Text Start Marker

The Michigan Department of Health and Human Services (MDHHS) is issuing an updated public health alert regarding additional illnesses of shiga toxin producing Escherichia coli (STEC) across the state associated with the multi-state outbreak.
According to Michigan health officials, 53 cases (same as case number for CDC) have been confirmed linked to the current E. coli outbreak linked to Wendy’s. Michigan now has a total of 115 cases. The discrepancy in numbers is because the 53 cases have undergone whole genome sequencing (WGS) to confirm that they are linked to the outbreak. (Not every case has a sample or is sequenced). Michigan officials expect that number to increase as sequencing is still underway. CDC reports only the number that is matched by whole genome sequencing. Also, according to Michigan health officials, many of the 115 cases are linked to this outbreak, but the remainder either are still undergoing sequencing or we don’t have a sample to sequence. Not all samples are sequenced.

Text End Marker

What you need to do:
A: Rewrite the stretch of the E. coli outbreak alert from "The Michigan Department" through "the multi-state outbreak.", replacing "public health alert" with "health advisory".
B: According to the E. coli outbreak alert, how many total cases does Michigan now have?
C: Continue the Michigan E. coli outbreak alert from the point where it stops.

Dataset content Start Marker

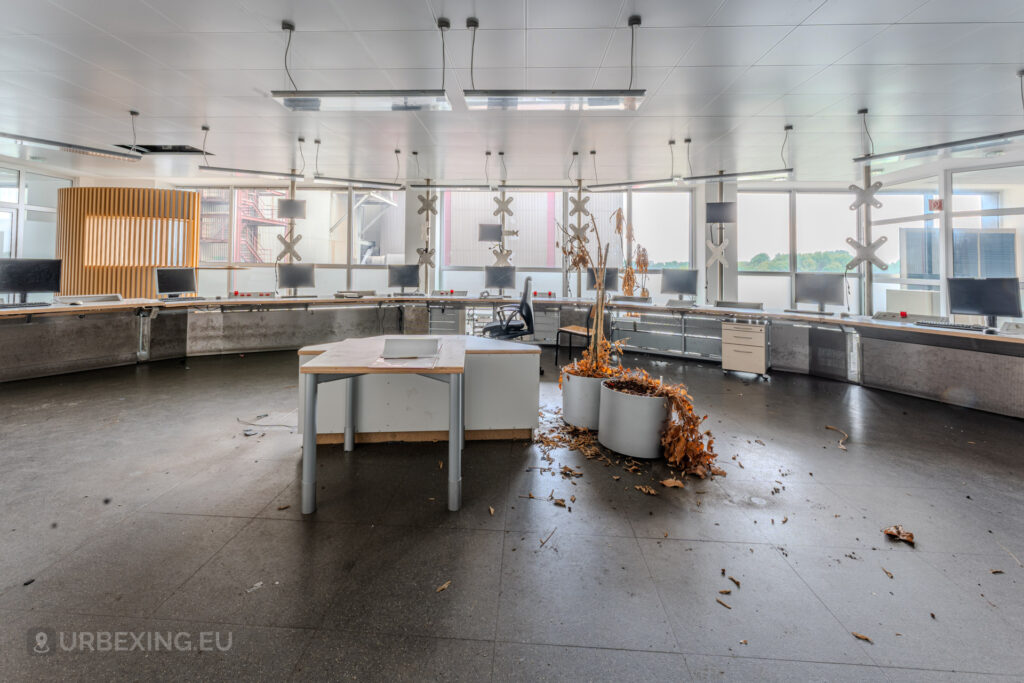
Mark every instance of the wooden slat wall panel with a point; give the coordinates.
(112, 239)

Dataset content End Marker

Task-by-task results:
A:
The Michigan Department of Health and Human Services (MDHHS) is issuing an updated health advisory regarding additional illnesses of shiga toxin producing Escherichia coli (STEC) across the state associated with the multi-state outbreak.

B: 115 cases

C:
The illness onset dates range from late July through early August. Outbreak cases have been reported from 18 jurisdictions including the counties of Allegan, Branch, Clinton, Genesee, Gratiot, Jackson, Kent, Macomb, Midland, Monroe, Muskegon, Oakland, Ogemaw, Ottawa, Saginaw, Washtenaw, and Wayne and the City of Detroit. The age range of those affected are 6 to 94 years old. Among the Michigan outbreak cases with available information to date, 56% have been hospitalized. Four cases of hemolytic uremic syndrome (HUS), a severe complication that occurs in some people diagnosed with STEC infection, have been identified.